(Work to be completed) Please update everything from the row containing "In this photo, where can the boy's face" down to the end of the rows by replacing "Tag" with "Mark", leaving all else unchanged.

─── Provided material ───

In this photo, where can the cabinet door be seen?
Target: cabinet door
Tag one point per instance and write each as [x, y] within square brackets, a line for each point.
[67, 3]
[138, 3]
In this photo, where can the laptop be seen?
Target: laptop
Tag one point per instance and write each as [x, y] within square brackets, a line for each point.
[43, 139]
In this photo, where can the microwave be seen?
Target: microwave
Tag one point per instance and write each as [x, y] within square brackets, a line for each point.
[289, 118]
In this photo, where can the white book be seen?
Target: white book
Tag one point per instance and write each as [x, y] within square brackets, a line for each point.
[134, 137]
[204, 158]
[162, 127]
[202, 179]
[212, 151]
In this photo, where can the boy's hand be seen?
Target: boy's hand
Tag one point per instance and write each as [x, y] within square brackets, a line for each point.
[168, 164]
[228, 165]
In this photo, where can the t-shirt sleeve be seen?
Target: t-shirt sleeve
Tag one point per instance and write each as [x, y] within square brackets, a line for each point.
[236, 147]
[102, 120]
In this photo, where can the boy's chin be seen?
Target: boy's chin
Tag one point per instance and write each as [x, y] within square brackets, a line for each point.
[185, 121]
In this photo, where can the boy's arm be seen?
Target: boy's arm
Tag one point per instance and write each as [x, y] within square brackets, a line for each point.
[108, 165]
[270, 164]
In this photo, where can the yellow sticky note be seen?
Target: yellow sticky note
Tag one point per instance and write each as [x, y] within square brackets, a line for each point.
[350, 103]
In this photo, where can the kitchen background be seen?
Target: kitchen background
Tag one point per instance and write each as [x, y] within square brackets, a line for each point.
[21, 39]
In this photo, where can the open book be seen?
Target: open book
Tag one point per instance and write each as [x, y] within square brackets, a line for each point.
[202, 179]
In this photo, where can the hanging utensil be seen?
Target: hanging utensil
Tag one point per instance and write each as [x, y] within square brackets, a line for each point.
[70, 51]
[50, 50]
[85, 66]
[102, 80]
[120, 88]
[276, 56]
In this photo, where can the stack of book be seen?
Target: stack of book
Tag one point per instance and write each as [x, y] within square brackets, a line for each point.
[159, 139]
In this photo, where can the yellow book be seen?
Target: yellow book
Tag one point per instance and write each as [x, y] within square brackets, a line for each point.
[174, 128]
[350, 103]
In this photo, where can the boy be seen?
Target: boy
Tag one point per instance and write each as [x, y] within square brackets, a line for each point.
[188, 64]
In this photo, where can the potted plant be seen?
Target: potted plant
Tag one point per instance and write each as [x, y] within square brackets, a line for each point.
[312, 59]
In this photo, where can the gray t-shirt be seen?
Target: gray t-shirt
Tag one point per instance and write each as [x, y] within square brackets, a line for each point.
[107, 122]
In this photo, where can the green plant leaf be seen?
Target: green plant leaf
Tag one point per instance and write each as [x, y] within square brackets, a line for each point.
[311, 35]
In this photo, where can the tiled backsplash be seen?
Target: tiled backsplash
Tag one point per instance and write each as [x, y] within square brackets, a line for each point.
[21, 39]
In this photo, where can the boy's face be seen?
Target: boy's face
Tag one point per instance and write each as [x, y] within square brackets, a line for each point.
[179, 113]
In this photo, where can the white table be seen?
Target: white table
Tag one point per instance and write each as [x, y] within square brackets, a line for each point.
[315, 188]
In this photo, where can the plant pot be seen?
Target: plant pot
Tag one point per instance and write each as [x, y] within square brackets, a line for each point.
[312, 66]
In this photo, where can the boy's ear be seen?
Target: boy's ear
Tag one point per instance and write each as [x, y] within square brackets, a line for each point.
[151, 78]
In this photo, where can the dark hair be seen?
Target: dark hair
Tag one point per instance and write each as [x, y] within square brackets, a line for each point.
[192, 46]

───

(The output)
In this photo, where can the boy's face be seen?
Target: boy's face
Mark one point per instance and write each as [x, y] within square brackets, a line for each point.
[179, 113]
In this photo, where can the white table be seen?
Target: white table
Mark one point per instance and write each as [x, y] within square brackets, a line for each point.
[315, 188]
In this photo, where can the plant pot be seen?
Target: plant pot
Mark one point per instance and write each as [x, y] within square brackets, a line for each point.
[312, 66]
In this photo, where can the boy's ear be seen?
Target: boy's ear
Mark one point per instance and write each as [x, y] within square brackets, a line for each point.
[151, 78]
In this photo, where can the dark hair be seen?
Target: dark hair
Mark one point per instance and write each as [x, y] within square brackets, a line for each point.
[192, 46]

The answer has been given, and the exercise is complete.